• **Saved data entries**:
----------
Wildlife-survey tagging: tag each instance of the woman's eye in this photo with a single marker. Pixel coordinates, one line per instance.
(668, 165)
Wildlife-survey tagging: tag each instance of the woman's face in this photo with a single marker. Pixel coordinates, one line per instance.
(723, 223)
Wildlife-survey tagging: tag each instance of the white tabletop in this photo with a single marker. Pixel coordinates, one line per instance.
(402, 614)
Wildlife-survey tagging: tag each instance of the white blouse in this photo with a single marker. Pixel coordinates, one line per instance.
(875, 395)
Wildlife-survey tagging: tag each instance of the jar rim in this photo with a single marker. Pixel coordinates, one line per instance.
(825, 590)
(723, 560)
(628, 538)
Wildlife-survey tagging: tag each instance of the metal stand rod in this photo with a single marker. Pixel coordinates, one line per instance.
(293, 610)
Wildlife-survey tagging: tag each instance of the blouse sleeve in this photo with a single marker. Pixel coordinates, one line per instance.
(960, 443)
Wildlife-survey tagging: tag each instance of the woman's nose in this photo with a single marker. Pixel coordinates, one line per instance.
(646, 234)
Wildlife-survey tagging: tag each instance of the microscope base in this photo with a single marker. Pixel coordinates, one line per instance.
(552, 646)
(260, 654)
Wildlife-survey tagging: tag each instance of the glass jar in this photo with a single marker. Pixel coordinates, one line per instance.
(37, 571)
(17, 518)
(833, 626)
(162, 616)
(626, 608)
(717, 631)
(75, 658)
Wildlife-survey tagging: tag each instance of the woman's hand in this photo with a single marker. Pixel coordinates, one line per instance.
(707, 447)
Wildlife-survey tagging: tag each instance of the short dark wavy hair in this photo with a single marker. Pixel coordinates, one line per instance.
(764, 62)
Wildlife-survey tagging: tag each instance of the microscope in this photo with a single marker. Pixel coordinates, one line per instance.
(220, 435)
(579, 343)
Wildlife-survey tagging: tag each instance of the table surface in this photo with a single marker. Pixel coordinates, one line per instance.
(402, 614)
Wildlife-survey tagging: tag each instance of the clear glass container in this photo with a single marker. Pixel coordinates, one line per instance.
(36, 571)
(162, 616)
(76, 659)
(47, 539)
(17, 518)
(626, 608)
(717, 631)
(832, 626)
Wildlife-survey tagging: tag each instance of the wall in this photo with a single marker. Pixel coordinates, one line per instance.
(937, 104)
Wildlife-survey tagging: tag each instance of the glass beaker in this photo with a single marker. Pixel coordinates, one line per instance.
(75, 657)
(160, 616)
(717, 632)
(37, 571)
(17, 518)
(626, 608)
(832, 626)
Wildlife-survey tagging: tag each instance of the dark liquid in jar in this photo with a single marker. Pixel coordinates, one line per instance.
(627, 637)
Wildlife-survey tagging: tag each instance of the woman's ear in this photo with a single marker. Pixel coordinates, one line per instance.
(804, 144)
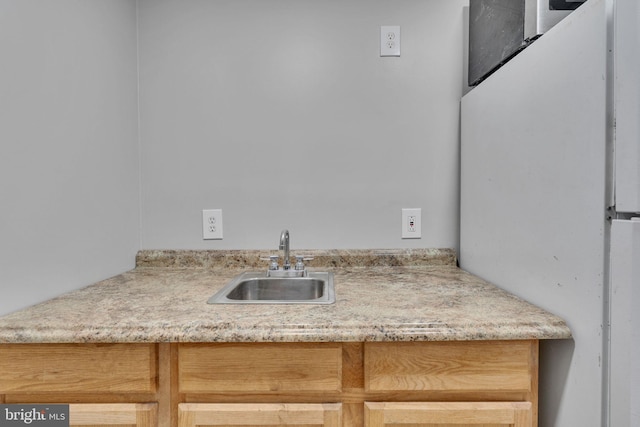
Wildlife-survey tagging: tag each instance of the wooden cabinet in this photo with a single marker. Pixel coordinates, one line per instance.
(259, 367)
(265, 414)
(104, 384)
(427, 384)
(82, 368)
(113, 415)
(453, 414)
(471, 372)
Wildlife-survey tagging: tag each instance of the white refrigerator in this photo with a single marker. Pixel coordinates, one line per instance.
(550, 200)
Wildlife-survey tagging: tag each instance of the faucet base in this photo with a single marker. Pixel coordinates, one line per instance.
(287, 273)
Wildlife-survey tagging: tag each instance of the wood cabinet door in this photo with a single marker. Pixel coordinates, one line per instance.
(113, 414)
(262, 414)
(448, 414)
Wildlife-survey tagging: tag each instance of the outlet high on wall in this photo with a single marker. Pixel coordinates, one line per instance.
(212, 224)
(412, 223)
(390, 40)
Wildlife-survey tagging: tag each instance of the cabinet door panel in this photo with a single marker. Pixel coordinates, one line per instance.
(113, 415)
(265, 414)
(449, 414)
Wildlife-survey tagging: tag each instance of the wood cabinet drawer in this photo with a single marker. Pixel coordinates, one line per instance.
(86, 368)
(259, 367)
(454, 414)
(113, 414)
(260, 414)
(451, 366)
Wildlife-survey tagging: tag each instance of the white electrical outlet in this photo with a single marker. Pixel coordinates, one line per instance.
(390, 40)
(412, 223)
(212, 224)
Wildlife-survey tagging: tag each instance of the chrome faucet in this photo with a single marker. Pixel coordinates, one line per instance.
(284, 245)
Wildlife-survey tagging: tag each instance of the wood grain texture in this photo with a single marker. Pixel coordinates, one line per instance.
(265, 414)
(108, 415)
(449, 366)
(104, 368)
(458, 414)
(259, 367)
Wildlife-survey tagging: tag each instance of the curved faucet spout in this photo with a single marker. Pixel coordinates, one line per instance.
(284, 245)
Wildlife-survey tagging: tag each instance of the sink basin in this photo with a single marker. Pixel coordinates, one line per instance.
(258, 288)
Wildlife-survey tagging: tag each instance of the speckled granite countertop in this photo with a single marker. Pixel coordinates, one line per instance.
(385, 295)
----------
• **Task item**: Set out exactly the run of lines that begins at the line holding "Wildlife-survey tagging: tag each instance of the chrome" and ends at the last line of the data.

• **The completed task**:
Wildlife-survey tagging: tag each instance of the chrome faucet in this photo with a single marker. Pixel coordinates, one line per instance.
(284, 245)
Wildlife-survey tagging: tag each instance of the wood grain texture in this photo with a single marker. Pixel coordinates, one line per instance.
(265, 414)
(108, 415)
(449, 366)
(104, 368)
(458, 414)
(259, 367)
Wildlife-survey tagging: tag each instance of the curved faucet spout in this photo with a single marker. Pixel coordinates, one line per instance.
(284, 245)
Wildlife-survey tagging: tag each instance of the sink basin in this photo with a single marker. Pixel coordinates, one line per instance.
(258, 288)
Wildlife-survey tagging: tag each instance of the speckled granite countertop in this photo with a single marker. Pixel coordinates, one line per instance.
(385, 295)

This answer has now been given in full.